Exercise:
Render the rows below as a Markdown table with two columns, Nr for the line number and Line for the line itself, skipping blank lines. Leave the pictures out of the table.

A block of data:
■ ■ ■ ■

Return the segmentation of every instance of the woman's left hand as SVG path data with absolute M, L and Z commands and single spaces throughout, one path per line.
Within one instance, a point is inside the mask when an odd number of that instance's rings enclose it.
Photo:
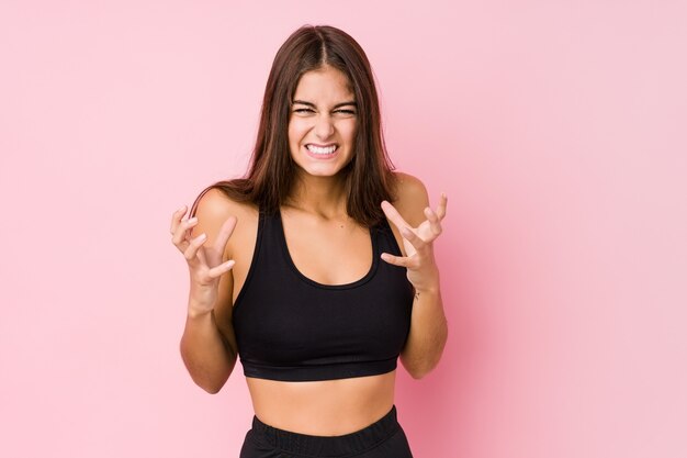
M 387 201 L 382 202 L 382 211 L 401 232 L 406 252 L 406 256 L 383 253 L 382 259 L 394 266 L 405 267 L 408 270 L 408 280 L 415 287 L 415 291 L 439 288 L 439 269 L 435 262 L 432 244 L 441 234 L 441 220 L 446 216 L 447 201 L 447 196 L 442 193 L 436 211 L 427 206 L 425 209 L 427 220 L 417 227 L 410 227 L 394 205 Z

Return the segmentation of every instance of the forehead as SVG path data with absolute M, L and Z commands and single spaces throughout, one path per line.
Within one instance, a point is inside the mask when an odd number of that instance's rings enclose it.
M 353 91 L 344 72 L 333 67 L 323 67 L 301 76 L 294 99 L 320 103 L 339 102 L 342 99 L 352 100 Z

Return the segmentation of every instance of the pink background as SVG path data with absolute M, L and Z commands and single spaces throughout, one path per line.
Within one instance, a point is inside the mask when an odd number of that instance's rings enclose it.
M 239 369 L 178 351 L 170 213 L 239 175 L 280 44 L 365 48 L 432 201 L 450 337 L 398 373 L 416 457 L 687 456 L 687 7 L 0 4 L 0 456 L 235 457 Z M 447 451 L 448 450 L 448 451 Z

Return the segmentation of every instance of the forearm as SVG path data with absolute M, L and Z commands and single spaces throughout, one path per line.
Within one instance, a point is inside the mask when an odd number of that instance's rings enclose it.
M 416 291 L 410 333 L 401 361 L 415 379 L 431 371 L 441 359 L 448 337 L 448 324 L 439 287 Z
M 236 355 L 225 345 L 213 312 L 187 315 L 180 350 L 193 381 L 210 393 L 219 391 L 236 364 Z

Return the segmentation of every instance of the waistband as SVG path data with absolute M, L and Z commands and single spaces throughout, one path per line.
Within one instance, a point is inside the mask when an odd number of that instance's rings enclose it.
M 266 425 L 252 417 L 252 429 L 263 443 L 284 451 L 318 457 L 344 457 L 368 450 L 383 443 L 401 426 L 396 417 L 396 405 L 376 422 L 354 433 L 342 436 L 311 436 L 292 433 Z

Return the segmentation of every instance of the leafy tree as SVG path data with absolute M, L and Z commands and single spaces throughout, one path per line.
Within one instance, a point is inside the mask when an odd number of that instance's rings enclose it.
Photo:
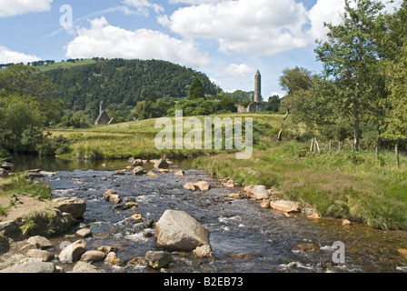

■ ■ ■ ■

Correct response:
| Nr | Line |
|---|---|
| 1 | Return the segmentation of every instance of the woman's left hand as SVG path data with absolute M, L and Z commands and single spaces throughout, one path per line. |
| 2 | Within one instance, a point is inside the mask when an odd number of that instance's rings enclose it. |
| 3 | Photo: |
| 4 | M 387 201 L 382 202 L 382 211 L 401 232 L 406 252 L 406 256 L 383 253 L 382 259 L 394 266 L 405 267 L 408 270 L 408 280 L 415 287 L 415 291 L 439 288 L 439 269 L 435 262 L 432 244 L 441 234 L 441 220 L 446 216 L 447 201 L 447 196 L 442 193 L 436 211 L 427 206 L 425 209 L 427 220 L 417 227 L 410 227 L 394 205 Z |
| 5 | Return the segmentation of every instance of the forehead as SVG path data with absolute M, L and Z commands and single spaces throughout, one path per line. |
| 6 | Within one instance, a point is inside the mask when an odd number of that instance's rings enclose it. |
| 7 | M 353 91 L 344 72 L 333 67 L 323 67 L 301 76 L 294 99 L 320 103 L 339 102 L 342 99 L 352 100 Z |
| 8 | Return the segmentation of every instance of the pink background as SVG path data with absolute M, L and Z commands and single spaces throughout, one path per line. |
| 9 | Within one instance, a point is inside the mask when an odd number of that instance's rings enclose it. |
| 10 | M 239 369 L 178 351 L 170 213 L 239 175 L 280 44 L 365 48 L 432 201 L 450 337 L 398 373 L 416 457 L 687 456 L 687 7 L 0 4 L 0 456 L 235 457 Z M 447 451 L 448 450 L 448 451 Z |
| 11 | Return the segmentation of every instance of the forearm as SVG path data with absolute M, L and Z commands and single spaces throughout, one path per line. |
| 12 | Within one instance, a point is inside the mask when an odd number of that instance's rings enclose it. |
| 13 | M 416 291 L 410 333 L 401 361 L 415 379 L 431 371 L 441 359 L 448 337 L 448 324 L 439 287 Z |
| 14 | M 236 355 L 225 345 L 213 312 L 187 315 L 180 350 L 193 381 L 210 393 L 219 391 L 236 364 Z |
| 15 | Return the segmentation of every instance of the waistband as SVG path data with absolute M, L and Z commands and single spaces throughout, one path per line. |
| 16 | Within one instance, a point is inside the mask when an odd number of that instance's rings enclose it. |
| 17 | M 266 425 L 252 417 L 252 429 L 263 443 L 284 451 L 318 457 L 344 457 L 368 450 L 383 443 L 401 426 L 396 417 L 396 405 L 376 422 L 354 433 L 342 436 L 311 436 L 292 433 Z |
| 18 | Return the segmentation of every instance of the leafy tree as SVG path data with absolute M, L and Z commands and single spaces throughout, one path per line. |
| 19 | Within one instance, a point is inside the mask when an odd number of that instance's rings enclose it. |
| 20 | Photo: |